Though there’s only been two cases in the United States, hospitals across the nation and across Iowa are preparing for the possibility of caring for Ebola patients.
Michael Edmond is an infectious disease specialist and the Chief Quality Officer for the University of Iowa Hospitals and Clinics. He says that hospitals across the nation are on a learning curve when it comes to handling Ebola patients.
“We always felt that unprotected exposures to infectious diseases were more risky than those that were protected. […] We saw the exact opposite in this case. [...] We’ve learned that as patients get sicker with Ebola, the infectivity increases markedly, these patients become very infectious. And even with appropriate gear, transmissions occurred, most likely because of the difficulties of removing the gear.”
Edmond the preparation includes hundreds of employees at the UIHC. He adds that though they’re already undergoing procedural training, that training is likely to change when the CDC releases new guidelines in the next couple of days.

WORK REQUEST 1
Set down the part of the Ebola preparedness text that begins at the words "Michael Edmond is" and stops after "handling Ebola patients.", with no changes.
WORK REQUEST 2
Resume the text on Iowa hospitals preparing for Ebola patients, continuing after its final sentence.
These items come from a separate source.

Source records
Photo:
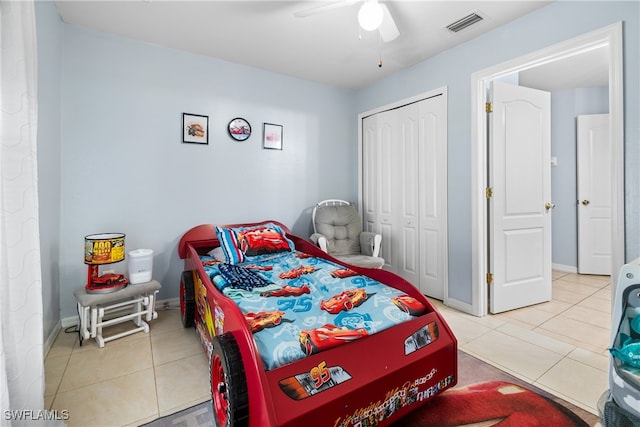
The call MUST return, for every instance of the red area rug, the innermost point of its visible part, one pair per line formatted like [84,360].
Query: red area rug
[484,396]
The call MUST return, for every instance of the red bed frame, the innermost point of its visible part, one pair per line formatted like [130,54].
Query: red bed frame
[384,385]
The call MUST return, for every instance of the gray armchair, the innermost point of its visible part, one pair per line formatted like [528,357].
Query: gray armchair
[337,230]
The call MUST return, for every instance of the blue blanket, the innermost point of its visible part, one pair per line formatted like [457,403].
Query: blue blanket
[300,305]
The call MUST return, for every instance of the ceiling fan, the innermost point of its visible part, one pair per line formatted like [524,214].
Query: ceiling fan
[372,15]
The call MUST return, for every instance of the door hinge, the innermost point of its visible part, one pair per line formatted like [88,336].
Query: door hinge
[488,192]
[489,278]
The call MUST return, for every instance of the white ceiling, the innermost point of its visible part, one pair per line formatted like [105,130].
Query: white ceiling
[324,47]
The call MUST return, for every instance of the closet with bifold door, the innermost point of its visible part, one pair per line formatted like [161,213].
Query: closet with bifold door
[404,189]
==
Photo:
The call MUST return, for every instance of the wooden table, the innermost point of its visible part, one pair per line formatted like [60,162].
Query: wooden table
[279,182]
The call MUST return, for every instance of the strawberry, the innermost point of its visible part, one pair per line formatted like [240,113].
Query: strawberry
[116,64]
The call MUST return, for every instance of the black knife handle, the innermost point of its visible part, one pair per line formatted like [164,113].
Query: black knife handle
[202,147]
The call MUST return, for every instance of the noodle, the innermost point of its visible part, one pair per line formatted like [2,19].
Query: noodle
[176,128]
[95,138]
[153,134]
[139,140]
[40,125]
--
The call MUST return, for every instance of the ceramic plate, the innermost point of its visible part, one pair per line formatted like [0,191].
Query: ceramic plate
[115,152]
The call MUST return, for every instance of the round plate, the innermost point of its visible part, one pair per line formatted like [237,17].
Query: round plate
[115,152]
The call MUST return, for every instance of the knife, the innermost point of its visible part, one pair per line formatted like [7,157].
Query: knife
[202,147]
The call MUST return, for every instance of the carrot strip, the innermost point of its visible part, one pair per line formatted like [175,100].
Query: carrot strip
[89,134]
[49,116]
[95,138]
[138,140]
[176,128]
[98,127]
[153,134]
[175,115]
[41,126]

WRITTEN REPLY 1
Michael Edmond is an infectious disease specialist and the Chief Quality Officer for the University of Iowa Hospitals and Clinics. He says that hospitals across the nation are on a learning curve when it comes to handling Ebola patients.

WRITTEN REPLY 2
The Ebola outbreak continues to be concentrated in West Africa. One Iowan, Kayla Casavant, says that though US media reports the capital city of Liberia, Monrovia, is “covered in dead bodies,” her experience in the city has been less dire.
“The past few weeks, things have stabilized a little bit. You see people start to go back about their normal activities, going to the market, going to business. [...] The biggest change is the mood of the population. When you talk to people, it’s always on their minds. Most people know someone who has died or been diagnosed with Ebola. People are on edge.”